* WHAT THE TASK ASKS: Go through all of the data below and rename every "door" to "entrance". Reproduce the lines with nothing else altered.

Extracted records
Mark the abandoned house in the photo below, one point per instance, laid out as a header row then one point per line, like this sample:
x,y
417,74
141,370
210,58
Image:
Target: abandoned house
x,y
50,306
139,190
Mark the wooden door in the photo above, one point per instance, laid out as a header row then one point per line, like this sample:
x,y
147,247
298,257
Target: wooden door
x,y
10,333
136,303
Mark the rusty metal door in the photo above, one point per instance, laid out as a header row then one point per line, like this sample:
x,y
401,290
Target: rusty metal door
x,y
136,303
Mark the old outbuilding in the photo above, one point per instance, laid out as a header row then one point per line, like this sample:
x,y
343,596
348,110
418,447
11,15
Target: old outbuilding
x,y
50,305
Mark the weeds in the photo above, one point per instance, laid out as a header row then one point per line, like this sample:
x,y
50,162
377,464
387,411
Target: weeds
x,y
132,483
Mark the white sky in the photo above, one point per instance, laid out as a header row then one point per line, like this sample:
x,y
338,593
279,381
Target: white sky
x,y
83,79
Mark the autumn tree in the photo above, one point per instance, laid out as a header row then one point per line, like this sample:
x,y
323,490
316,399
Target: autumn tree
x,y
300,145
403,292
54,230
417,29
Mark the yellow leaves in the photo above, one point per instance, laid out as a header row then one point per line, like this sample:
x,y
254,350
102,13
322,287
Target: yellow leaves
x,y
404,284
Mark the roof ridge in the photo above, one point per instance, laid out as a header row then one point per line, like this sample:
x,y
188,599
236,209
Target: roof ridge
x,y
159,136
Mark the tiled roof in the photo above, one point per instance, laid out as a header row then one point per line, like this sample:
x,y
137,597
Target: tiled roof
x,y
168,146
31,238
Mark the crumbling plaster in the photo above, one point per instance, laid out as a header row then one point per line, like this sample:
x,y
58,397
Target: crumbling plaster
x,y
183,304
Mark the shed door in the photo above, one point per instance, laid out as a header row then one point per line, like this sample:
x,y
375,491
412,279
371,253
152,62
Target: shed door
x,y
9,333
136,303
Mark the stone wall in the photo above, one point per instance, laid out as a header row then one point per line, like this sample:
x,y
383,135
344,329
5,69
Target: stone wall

* ANSWER BELOW:
Mark the abandoned house in the photo below, one point per instance, laid out as a header row then one point per line, like this sample:
x,y
417,74
141,370
210,58
Image:
Target: abandoned house
x,y
50,306
139,190
Mark the wooden entrance in the photo above, one point per instance, laid out as a header row then one point per line, like this sample:
x,y
147,247
298,257
Target: wooden entrance
x,y
10,333
136,303
Mark the rusty metal entrance in the photo above, one point per instance, laid out as a header row then one point per line, like this sample:
x,y
401,290
Target: rusty metal entrance
x,y
136,303
Mark the old outbuilding in the photo above, one point per instance, laid out as a header row then one point per line, like this sample:
x,y
343,596
348,110
418,447
11,15
Target: old outbuilding
x,y
50,305
Mark the weeds in the photo above, one point per instance, laid out as a header row then one point per line, like this sample:
x,y
50,162
377,464
387,411
Target: weeds
x,y
132,483
Mark the white sky in the photo above, one point per instance, laid out as a header row then one point per line, like this sample:
x,y
338,593
279,381
Target: white sky
x,y
83,79
Mark the autumn tree in the photo above, one point per instance, laid out as a header row then one point per line, like this sample:
x,y
323,490
316,399
Target: autumn tree
x,y
300,145
403,292
54,230
417,29
Mark the yellow leaves in the photo above, one point per instance, laid out as a header row then one point per line, like this sample:
x,y
254,350
102,13
322,287
Target: yellow leaves
x,y
404,284
Mark the roof ridge in the photo above, one point per instance, laid out as a header row then one point per line, like this sample:
x,y
188,599
236,209
Target: roof ridge
x,y
159,136
Mark the tiled roof in the photo above, one point per instance, laid out as a header row then one point per line, like this sample:
x,y
137,597
Target: tiled roof
x,y
168,146
31,238
Mark the crumbling plaster in the photo above, one point per instance, laid out as a header row then one point per line, like this sample:
x,y
58,397
Target: crumbling plaster
x,y
183,304
Mark the shed entrance in the photo above, one point per instance, laid out as a header row then one point per line, like this sample:
x,y
375,491
412,279
371,253
152,62
Target: shed entrance
x,y
9,333
136,303
Mark the stone wall in the photo above, one point per instance, laid out as a header row then one point per line, like this sample:
x,y
383,135
344,329
5,69
Target: stone wall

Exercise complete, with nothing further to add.